--- Dataset entries Enclosed Below ---
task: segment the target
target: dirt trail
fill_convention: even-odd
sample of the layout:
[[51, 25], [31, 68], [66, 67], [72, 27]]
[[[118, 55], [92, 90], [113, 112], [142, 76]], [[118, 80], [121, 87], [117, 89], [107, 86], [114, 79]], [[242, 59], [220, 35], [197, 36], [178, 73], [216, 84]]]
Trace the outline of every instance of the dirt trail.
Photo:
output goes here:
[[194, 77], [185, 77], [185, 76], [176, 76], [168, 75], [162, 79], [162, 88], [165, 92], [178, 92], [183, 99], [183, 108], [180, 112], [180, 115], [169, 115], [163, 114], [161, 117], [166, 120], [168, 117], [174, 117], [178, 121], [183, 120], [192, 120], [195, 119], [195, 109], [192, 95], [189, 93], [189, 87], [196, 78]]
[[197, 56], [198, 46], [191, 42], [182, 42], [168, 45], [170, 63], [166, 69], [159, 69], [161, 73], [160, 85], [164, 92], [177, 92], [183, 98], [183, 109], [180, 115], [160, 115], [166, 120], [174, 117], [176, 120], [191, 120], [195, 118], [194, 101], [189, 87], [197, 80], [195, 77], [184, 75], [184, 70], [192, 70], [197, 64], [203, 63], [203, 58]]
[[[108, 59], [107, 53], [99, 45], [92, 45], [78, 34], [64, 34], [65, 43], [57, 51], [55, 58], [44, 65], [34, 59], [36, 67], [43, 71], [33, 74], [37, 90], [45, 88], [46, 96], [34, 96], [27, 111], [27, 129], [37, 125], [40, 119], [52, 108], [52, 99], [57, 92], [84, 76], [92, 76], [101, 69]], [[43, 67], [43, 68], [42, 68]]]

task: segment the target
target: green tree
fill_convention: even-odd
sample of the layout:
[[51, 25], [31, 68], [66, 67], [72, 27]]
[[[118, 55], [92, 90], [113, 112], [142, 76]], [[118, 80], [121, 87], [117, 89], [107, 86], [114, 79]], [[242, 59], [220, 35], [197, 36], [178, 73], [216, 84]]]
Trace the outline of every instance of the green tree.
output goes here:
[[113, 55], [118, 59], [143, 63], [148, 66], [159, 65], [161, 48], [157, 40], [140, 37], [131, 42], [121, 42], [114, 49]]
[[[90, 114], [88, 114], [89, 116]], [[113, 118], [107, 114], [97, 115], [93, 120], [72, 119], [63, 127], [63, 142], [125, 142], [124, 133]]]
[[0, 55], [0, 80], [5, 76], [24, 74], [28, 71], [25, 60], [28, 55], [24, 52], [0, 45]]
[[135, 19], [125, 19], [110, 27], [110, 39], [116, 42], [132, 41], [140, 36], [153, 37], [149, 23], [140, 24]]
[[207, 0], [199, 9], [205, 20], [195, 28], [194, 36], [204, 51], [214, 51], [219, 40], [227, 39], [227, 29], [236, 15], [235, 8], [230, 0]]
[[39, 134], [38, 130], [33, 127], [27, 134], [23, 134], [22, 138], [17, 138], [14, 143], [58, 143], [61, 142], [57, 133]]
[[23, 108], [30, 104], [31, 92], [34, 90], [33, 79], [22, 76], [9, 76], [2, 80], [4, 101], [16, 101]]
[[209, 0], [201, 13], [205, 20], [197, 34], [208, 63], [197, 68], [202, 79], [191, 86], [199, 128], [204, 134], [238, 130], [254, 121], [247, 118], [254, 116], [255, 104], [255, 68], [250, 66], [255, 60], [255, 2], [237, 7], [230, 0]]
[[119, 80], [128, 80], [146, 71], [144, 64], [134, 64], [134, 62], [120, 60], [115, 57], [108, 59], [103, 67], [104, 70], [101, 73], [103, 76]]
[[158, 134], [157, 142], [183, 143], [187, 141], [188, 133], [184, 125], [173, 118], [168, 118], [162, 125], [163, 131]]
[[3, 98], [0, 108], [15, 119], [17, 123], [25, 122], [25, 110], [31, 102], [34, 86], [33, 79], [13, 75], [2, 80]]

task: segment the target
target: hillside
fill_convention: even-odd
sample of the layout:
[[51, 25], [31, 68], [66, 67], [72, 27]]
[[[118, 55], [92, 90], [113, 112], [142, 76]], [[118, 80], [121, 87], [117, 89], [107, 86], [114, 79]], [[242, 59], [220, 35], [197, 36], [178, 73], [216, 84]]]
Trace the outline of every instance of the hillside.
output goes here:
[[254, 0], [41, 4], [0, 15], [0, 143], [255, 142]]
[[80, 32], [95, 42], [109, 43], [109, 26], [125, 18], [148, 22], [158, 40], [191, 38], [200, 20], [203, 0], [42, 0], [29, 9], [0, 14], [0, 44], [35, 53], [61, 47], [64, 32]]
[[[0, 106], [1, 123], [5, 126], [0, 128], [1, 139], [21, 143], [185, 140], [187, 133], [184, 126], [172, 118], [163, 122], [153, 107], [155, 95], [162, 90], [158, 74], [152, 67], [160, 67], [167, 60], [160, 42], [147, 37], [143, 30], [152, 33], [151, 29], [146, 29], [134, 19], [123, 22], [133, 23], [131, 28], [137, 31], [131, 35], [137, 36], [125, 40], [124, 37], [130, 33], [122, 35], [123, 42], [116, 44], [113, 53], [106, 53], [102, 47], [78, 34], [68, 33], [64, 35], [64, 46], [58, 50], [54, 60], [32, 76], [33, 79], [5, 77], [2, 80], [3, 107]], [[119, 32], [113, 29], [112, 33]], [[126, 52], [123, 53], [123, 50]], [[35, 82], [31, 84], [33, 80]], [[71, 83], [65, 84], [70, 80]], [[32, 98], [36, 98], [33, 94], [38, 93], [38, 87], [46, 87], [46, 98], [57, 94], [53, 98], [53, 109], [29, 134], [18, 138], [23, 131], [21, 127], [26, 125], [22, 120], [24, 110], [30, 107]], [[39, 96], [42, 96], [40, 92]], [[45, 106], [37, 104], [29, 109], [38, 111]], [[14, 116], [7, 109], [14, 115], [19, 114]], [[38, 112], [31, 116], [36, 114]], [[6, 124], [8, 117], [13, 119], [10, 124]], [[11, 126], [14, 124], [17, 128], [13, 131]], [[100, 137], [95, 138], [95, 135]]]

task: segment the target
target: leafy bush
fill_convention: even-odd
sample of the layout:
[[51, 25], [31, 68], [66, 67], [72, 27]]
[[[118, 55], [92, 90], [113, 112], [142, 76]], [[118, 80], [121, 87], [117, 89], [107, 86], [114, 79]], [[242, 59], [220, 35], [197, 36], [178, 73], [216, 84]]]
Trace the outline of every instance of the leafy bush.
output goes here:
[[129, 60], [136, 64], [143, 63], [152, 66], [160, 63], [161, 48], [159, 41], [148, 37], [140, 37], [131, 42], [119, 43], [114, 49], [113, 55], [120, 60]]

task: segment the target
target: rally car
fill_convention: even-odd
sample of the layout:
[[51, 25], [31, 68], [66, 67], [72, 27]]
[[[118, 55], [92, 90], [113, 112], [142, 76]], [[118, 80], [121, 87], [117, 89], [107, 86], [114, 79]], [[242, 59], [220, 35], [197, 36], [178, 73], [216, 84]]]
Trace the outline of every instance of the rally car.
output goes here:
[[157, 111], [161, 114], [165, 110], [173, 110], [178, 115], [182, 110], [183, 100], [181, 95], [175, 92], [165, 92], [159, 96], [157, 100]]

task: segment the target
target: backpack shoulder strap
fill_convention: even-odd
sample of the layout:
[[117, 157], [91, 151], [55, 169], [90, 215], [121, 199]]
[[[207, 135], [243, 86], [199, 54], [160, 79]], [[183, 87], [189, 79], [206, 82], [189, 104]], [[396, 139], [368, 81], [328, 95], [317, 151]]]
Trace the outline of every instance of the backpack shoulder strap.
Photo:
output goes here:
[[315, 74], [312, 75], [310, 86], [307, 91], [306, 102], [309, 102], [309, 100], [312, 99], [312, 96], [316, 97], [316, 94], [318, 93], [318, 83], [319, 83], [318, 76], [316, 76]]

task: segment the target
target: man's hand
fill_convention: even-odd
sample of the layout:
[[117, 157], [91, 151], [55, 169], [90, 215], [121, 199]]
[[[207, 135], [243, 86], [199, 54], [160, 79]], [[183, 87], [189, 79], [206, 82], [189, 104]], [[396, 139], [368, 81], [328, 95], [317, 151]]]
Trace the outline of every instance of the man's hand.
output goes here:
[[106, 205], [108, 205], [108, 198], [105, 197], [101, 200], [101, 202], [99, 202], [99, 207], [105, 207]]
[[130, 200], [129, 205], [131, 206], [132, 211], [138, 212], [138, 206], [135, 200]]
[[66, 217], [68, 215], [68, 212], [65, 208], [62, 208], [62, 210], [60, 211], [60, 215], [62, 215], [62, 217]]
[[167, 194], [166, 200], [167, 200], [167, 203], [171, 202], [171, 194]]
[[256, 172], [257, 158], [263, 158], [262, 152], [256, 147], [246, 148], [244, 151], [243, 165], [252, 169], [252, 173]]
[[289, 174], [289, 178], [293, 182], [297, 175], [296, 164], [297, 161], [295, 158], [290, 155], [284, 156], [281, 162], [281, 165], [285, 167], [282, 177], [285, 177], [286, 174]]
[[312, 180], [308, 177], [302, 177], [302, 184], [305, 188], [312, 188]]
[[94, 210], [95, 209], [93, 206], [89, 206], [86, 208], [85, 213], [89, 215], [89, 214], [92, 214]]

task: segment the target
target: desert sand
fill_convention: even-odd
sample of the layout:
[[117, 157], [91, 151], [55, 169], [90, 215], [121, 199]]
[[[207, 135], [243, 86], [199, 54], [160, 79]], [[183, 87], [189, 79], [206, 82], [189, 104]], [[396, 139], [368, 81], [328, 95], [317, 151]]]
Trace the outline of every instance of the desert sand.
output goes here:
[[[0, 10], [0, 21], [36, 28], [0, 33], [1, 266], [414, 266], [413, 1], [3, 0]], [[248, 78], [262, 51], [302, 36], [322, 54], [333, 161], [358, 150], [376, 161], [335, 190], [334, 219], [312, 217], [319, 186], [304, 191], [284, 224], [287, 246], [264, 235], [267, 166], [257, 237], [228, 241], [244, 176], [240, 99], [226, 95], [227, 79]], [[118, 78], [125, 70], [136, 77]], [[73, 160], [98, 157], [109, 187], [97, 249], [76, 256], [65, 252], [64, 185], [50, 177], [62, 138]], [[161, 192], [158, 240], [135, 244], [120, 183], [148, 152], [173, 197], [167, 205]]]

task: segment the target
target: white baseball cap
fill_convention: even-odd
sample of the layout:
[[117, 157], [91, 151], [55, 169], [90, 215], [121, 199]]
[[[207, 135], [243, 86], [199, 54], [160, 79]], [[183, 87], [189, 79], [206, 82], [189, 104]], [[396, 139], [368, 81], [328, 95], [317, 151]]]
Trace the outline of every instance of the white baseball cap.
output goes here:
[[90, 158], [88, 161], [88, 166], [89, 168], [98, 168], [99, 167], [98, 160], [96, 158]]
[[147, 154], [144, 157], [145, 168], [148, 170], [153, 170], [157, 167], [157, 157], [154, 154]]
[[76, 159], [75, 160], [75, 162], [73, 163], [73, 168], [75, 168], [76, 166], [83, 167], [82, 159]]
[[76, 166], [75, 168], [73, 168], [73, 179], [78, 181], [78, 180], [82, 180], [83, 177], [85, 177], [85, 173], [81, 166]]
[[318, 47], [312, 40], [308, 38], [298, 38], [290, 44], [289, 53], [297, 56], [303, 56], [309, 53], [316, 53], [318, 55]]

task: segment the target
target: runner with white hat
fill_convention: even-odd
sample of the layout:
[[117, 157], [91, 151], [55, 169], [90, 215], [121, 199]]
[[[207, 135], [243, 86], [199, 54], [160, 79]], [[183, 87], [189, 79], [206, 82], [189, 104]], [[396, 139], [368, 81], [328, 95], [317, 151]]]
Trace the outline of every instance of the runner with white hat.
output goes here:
--- End of Enclosed Dataset entries ---
To do
Wherever the string "every" appears in the listing above, show the whole line.

Problem solution
Trace the outline of every instance of the dirt trail.
Trace the outline of every instance of the green tree.
Trace the outline of every instance of the hillside.
Trace the outline of every instance of the leafy bush.
Trace the outline of every instance of the rally car.
Trace the outline of every instance of the backpack shoulder strap.
Trace the outline of every instance of the man's hand.
Trace the outline of every instance of the desert sand.
Trace the outline of every instance of the white baseball cap.
Trace the outline of every instance of the runner with white hat.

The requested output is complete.